- TEXTE CITÉ:
══════
Enseignement supérieur et recherche face à la décentralisation

La loi en cours d’élaboration est incluse dans le processus de décentralisation où l’ESR tient une place centrale comme levier du développement local aux mains des pouvoirs politiques et patronaux locaux.

Le 4 décembre 2012, l’Office parlementaire d’évaluation des choix scientifiques et technologiques (OPECST), organe parlementaire constitué à parité de députés et sénateurs désignés à la proportionnelle des groupes politiques, organisait une audition publique pour tirer les conclusions législatives et réglementaires des assises organisées par le ministère de l’enseignement supérieur et de la recherche (MESR).

L’OPECST qui se veut être l’interface entre le législateur et les acteurs de l’enseignement supérieur et de la recherche a présenté cette journée comme l’aboutissement des assises organisées par le MESR.

Avec l’objectif affirmé de rétablir la confiance avec la communauté scientifique et universitaire, le gouvernement s’est donc efforcé de donner à ce qu’il présente comme une concertation très large toutes les apparences d’un large dialogue avec l’ensemble des acteurs concernés.

Dans ce contexte, noyées au milieu d’expressions de toutes natures, la parole des personnels et la voix des organisations syndicales qui les représentent avaient fort peu de chances d’être audibles et cette expression s’en est trouvée très minorée.
══════
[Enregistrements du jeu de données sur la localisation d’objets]

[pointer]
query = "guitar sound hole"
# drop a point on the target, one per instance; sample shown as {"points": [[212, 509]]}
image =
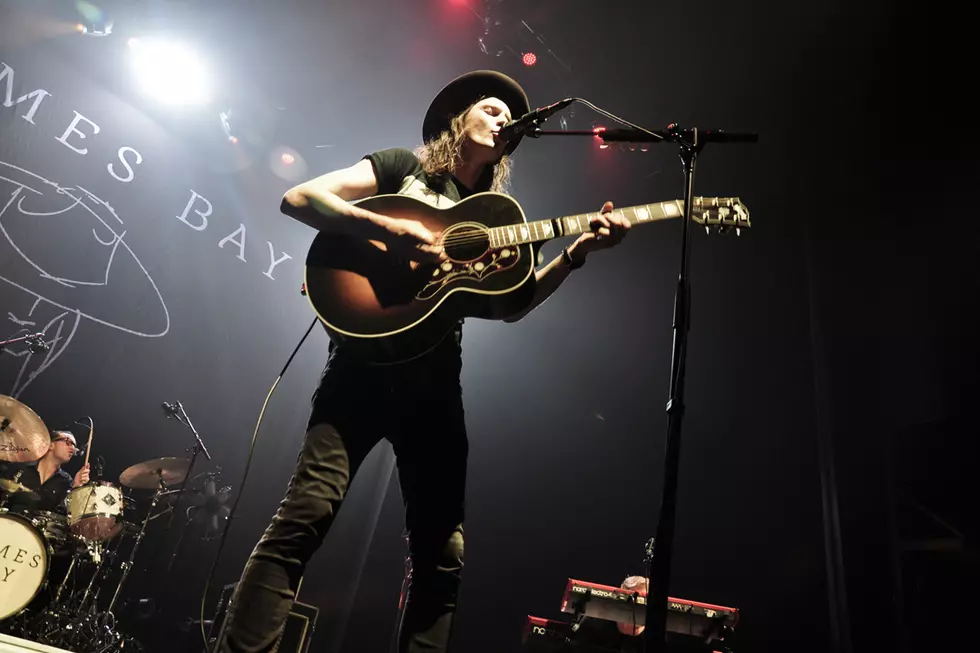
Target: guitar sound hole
{"points": [[466, 243]]}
══════
- CONSIGNE DÉTAILLÉE: Reprenez la rédaction du texte sur l’enseignement supérieur et la recherche face à la décentralisation immédiatement après sa dernière phrase.

- RÉSULTAT PRODUIT:
Par contre, la voix de l’organisation des dirigeants des établissements universitaires - la Conférence des présidents d’université (CPU) - était omniprésente, autant dans les instances d’organisation et de pilotage de ces assises qu’au niveau des intervenants et contributeurs. Singulière façon de concevoir le dialogue et la concertation quand on met les représentants de l’organisation des chefs d’établissements en situation de formuler tout à la fois les questions et les réponses.

Les enjeux de la loi d’orientation à venir

L’objectif assigné par la ministre au Comité de pilotage était sans ambiguïté : apporter des correctifs à la loi relative aux libertés et responsabilités des universités (loi LRU). Les assises avaient donc mission de ne rien défaire de fondamental de ce qui a été mis en place par le gouvernement et les ministres de l’Enseignement supérieur et de la Recherche précédents. Il fallait aussi donner la possibilité à certaines organisations syndicales d’intégrer l’action gouvernementale et de se mettre en situation de cogestion. L’objectif est également de légiférer pour poursuivre et avancer dans la voie de la privatisation et de la régionalisation de l’enseignement supérieur.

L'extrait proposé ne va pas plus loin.